# Problem to work on:
The answer must be every line from the entries below that includes "knee".

# Study material:
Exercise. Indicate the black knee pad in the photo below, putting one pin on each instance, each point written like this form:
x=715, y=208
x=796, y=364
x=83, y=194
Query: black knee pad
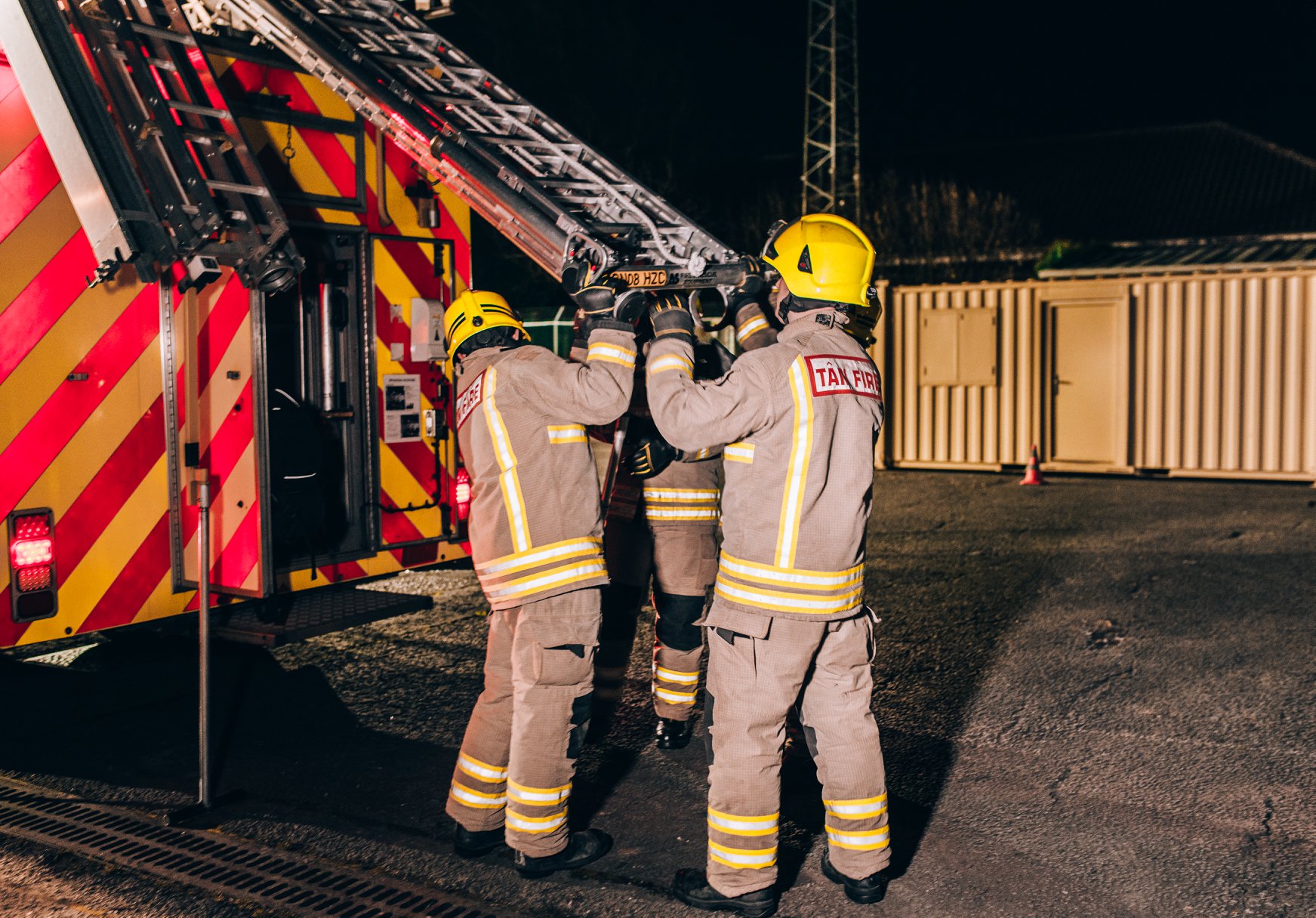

# Output of the task:
Exercise. Indicate the black knee pad in the photo below, putting one pin on each instance, each point written like this form:
Query: black knee pad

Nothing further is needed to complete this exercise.